*TASK DESCRIPTION*: Reproduce every line of the records below word for word, with no changes.

*EXERCISE INPUT*:
------------------------------------
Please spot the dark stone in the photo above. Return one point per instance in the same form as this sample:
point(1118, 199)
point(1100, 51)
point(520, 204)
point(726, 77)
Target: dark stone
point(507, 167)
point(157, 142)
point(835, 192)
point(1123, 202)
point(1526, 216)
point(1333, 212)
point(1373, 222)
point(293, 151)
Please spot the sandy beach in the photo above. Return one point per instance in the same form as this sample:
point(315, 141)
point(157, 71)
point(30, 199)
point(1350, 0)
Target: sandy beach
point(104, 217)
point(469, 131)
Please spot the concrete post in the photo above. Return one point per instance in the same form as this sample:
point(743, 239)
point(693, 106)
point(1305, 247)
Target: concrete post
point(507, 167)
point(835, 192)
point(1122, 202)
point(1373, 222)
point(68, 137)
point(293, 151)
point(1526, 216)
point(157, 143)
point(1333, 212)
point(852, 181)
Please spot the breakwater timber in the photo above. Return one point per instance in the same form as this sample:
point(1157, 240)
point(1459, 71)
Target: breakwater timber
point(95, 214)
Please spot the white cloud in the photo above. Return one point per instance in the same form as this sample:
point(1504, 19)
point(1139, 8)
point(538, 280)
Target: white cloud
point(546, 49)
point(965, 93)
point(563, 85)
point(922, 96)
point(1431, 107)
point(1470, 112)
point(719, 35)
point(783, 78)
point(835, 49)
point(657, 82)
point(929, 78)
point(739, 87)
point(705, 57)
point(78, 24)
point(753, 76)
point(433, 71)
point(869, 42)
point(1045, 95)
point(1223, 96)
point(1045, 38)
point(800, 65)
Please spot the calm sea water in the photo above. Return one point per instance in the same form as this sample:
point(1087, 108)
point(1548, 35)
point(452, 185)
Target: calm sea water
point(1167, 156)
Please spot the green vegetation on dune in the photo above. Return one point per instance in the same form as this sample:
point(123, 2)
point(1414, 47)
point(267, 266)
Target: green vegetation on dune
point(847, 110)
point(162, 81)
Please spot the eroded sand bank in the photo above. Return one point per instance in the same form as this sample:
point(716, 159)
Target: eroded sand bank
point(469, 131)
------------------------------------
*IN RESPONSE*:
Please spot the dark stone in the photo above. Return one point per instance in the same form as this sample:
point(1118, 199)
point(1100, 51)
point(520, 204)
point(726, 77)
Target: dark stone
point(507, 167)
point(157, 142)
point(835, 192)
point(1123, 202)
point(1526, 216)
point(1333, 212)
point(1373, 222)
point(293, 151)
Please spot the sandy beach in the photo above. Return one point per instance in the same form as this sample:
point(315, 141)
point(157, 71)
point(30, 199)
point(1350, 0)
Target: sandy beach
point(104, 217)
point(469, 131)
Please spot the concrete post in the photo above. Return one point per instance in the same form as this sample:
point(743, 239)
point(693, 106)
point(1305, 247)
Target: concrete post
point(507, 167)
point(835, 192)
point(1122, 202)
point(1373, 222)
point(68, 137)
point(293, 151)
point(1526, 216)
point(157, 143)
point(1333, 212)
point(852, 181)
Please spot the breakwater timber in the photo above. Return one point per instance in the same form as this sample:
point(1157, 240)
point(1459, 71)
Target: breakwater timber
point(95, 214)
Please spot the white cloud in the photo above. Return one point per instance in the same form as this sample:
point(1504, 19)
point(1139, 8)
point(538, 280)
Target: white cloud
point(546, 49)
point(965, 93)
point(563, 85)
point(922, 96)
point(1431, 107)
point(1470, 112)
point(719, 35)
point(783, 78)
point(835, 49)
point(657, 82)
point(929, 78)
point(739, 87)
point(705, 57)
point(78, 24)
point(753, 76)
point(433, 71)
point(869, 42)
point(1045, 95)
point(1223, 96)
point(1045, 38)
point(800, 65)
Please spot the calm sea water in the photo above. Return one point per instance in the same form as this sample:
point(1087, 108)
point(1548, 35)
point(452, 185)
Target: calm sea water
point(1167, 156)
Please spot the green vegetation on dune in the photo above. Return one point per instance in the same form as this sample:
point(123, 2)
point(1414, 47)
point(267, 266)
Target: green vegetation on dune
point(847, 110)
point(162, 81)
Please spot the eroded sand bank in the photo above. Return one point per instance in the same form as this sample:
point(716, 159)
Target: eroded sand bank
point(469, 131)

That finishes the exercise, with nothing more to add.